__CONSIGNE A__: D'après l'article sur la réforme des concours de profs, pourquoi le retour du concours à bac + 3 était-il devenu indispensable ?
__CONSIGNE B__: Recopiez tel quel le passage de l'article sur la réforme des concours de profs, de « Une réforme nécessaire, mais » à « des enseignants, enfin. ».

__EXTRAIT DU TEXTE__:
• • •

Bayrou et Borne réforment les concours de profs, mais seront-ils là dans trois mois ?

Une réforme nécessaire, mais sans cesse ajournée au gré des errances de la Macronie (dissolution, valse des ministres).
Capture d'écran X Gouvernement
Capture d'écran X Gouvernement

Gouverner, c'est prévoir, et, sous cet angle, la France est un pays mal gouverné. Dans les trois domaines vitaux de l'enseignement, de la médecine et de la défense, nos gouvernements sont incapables, depuis trente ans, de recruter suffisamment de ces professionnels indispensables à l'avenir d'une nation. Numerus clausus ici, fermeture de régiments là, pour cause de « perception des dividendes de la paix », réforme de la formation des enseignants, enfin.

En finir avec la réforme Macron de 2021

La dernière, qui a achevé de tarir le vivier des candidats, ne date que de... 2021, dans les grandes heures du macronisme : M. Blanquer déplaça les concours à bac + 5, en fin de master. Résultat : une chute du nombre des candidats de 45 % dans le premier degré et de 21 % dans le second, débouchant sur une pénurie historique d'enseignants. Bayrou et Borne, qui sont venus présenter leur réforme de la réforme, ce vendredi, dans une école de Rueil-Malmaison (Hauts-de-Seine) durant la semaine des écrits du CAPES, ne se sont pas gênés pour rappeler ce triste bilan de Macron. Tout professionnel de terrain en contact, comme moi, avec ces courageux étudiants qui s'engagent dans ces fameux MEEF (masters métiers de l'enseignement, de l'éducation et de la formation) pour préparer qui le CRPE (concours de professeur des écoles), qui un CAPES (concours du second degré), ne peut que constater l'absurdité d'un système où les étudiants doivent, en même temps, préparer les épreuves du concours, faire des stages sur le terrain, rédiger moult mémoires et rapports et passer les examens de master. Le rapatriement du concours à bac + 3 devenait indispensable.

• • •

__ENREGISTREMENTS__:
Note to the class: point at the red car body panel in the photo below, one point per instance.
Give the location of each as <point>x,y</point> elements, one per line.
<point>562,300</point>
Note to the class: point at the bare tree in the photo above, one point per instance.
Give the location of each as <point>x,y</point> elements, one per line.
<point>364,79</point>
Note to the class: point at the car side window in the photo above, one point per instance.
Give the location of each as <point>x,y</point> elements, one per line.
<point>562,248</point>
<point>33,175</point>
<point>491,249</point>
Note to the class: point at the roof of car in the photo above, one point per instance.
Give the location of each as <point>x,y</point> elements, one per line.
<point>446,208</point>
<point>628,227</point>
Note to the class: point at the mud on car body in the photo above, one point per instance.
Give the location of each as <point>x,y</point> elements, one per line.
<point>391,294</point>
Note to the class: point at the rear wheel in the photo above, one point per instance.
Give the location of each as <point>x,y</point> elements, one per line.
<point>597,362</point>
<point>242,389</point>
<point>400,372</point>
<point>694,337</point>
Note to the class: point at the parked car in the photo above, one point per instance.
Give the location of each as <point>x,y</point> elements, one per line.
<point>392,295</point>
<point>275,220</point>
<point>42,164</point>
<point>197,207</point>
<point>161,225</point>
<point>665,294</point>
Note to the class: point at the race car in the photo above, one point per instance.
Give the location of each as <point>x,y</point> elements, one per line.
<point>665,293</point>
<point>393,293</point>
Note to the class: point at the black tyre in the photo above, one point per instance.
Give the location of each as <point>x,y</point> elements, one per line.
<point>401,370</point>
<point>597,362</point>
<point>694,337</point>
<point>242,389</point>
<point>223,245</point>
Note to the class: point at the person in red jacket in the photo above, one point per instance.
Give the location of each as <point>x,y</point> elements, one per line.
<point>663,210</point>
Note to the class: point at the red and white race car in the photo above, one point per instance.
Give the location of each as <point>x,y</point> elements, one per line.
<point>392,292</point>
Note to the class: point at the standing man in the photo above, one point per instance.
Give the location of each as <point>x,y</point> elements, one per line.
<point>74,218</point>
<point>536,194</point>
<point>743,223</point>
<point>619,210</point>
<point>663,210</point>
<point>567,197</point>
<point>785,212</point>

• • •

__RÉPONSE ATTENDUE A__: Le passage des concours à bac + 5, en fin de master, en 2021 a fait chuter le nombre de candidats de 45 % dans le premier degré et de 21 % dans le second, ce qui a entraîné une pénurie historique d'enseignants. Les étudiants se retrouvaient aussi dans un système absurde, car ils devaient en même temps préparer les épreuves du concours, faire des stages sur le terrain, rédiger de nombreux mémoires et rapports et passer les examens de master.

__RÉPONSE ATTENDUE B__:
Une réforme nécessaire, mais sans cesse ajournée au gré des errances de la Macronie (dissolution, valse des ministres).
Capture d'écran X Gouvernement
Capture d'écran X Gouvernement

Gouverner, c'est prévoir, et, sous cet angle, la France est un pays mal gouverné. Dans les trois domaines vitaux de l'enseignement, de la médecine et de la défense, nos gouvernements sont incapables, depuis trente ans, de recruter suffisamment de ces professionnels indispensables à l'avenir d'une nation. Numerus clausus ici, fermeture de régiments là, pour cause de « perception des dividendes de la paix », réforme de la formation des enseignants, enfin.